*** Opening Given records ***

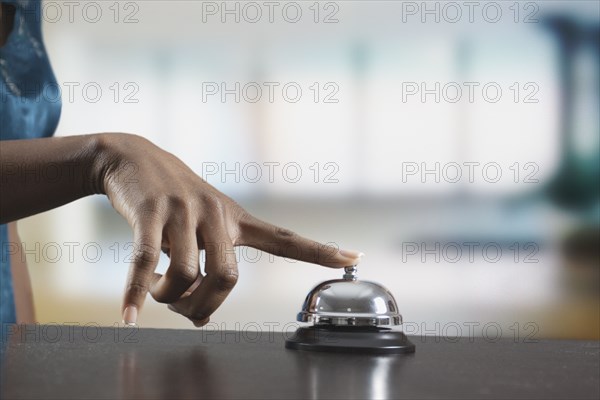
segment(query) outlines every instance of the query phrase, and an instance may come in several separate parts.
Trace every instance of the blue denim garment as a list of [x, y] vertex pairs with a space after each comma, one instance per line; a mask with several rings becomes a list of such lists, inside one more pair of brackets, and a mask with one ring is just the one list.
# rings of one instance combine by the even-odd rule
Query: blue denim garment
[[[2, 3], [13, 5], [16, 13], [13, 29], [0, 47], [0, 141], [52, 136], [60, 118], [61, 91], [42, 41], [42, 4]], [[8, 229], [0, 225], [0, 323], [14, 322]]]

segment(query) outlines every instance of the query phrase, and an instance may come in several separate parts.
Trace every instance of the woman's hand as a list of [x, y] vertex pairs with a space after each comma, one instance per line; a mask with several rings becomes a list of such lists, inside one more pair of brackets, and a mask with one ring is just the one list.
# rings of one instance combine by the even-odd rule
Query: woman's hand
[[[147, 292], [196, 326], [208, 322], [238, 279], [234, 246], [341, 268], [361, 253], [338, 250], [263, 222], [196, 175], [174, 155], [135, 135], [100, 135], [94, 184], [129, 222], [134, 256], [123, 320], [135, 324]], [[170, 259], [154, 272], [161, 249]], [[199, 249], [206, 252], [204, 274]]]

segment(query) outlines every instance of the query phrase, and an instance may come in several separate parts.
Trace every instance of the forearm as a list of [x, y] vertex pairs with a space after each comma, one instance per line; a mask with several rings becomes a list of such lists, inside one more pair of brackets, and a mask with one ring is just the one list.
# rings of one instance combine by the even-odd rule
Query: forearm
[[0, 141], [0, 223], [103, 193], [102, 135]]

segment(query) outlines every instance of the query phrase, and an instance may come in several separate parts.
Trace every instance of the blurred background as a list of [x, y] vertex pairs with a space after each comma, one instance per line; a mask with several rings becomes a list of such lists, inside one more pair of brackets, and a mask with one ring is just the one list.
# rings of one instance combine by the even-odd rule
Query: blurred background
[[[43, 6], [57, 135], [143, 135], [363, 251], [410, 333], [600, 337], [598, 2], [66, 3]], [[40, 322], [120, 322], [132, 235], [106, 198], [19, 230]], [[341, 277], [238, 252], [223, 329], [279, 330]], [[193, 328], [150, 297], [139, 323]]]

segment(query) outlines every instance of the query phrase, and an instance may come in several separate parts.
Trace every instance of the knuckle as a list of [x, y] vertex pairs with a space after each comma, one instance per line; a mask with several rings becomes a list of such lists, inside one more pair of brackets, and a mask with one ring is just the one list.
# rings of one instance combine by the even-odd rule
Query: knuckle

*** Closing Given records ***

## Exercise description
Starting at the line that contains "Query: blurred background", retype each remaining line of the records exactly; that line and the last line are both included.

## Answer space
Query: blurred background
[[[43, 6], [57, 135], [143, 135], [363, 251], [410, 333], [600, 337], [598, 2], [66, 3]], [[40, 322], [120, 322], [132, 235], [106, 198], [19, 230]], [[341, 277], [238, 252], [223, 329], [279, 330]], [[193, 328], [150, 297], [139, 323]]]

segment(query) outlines every instance of the query phrase, and an instance may come in several separate parts.
Trace every instance of the knuckle as a list of [x, y] vertex pairs with a space after each comma, one instance per line; a mask with several rings becomes a list of such lists, inside one more pair of brackets, and a mask with one ring is just the one list.
# rings of one instance combine by the even-odd rule
Query: knuckle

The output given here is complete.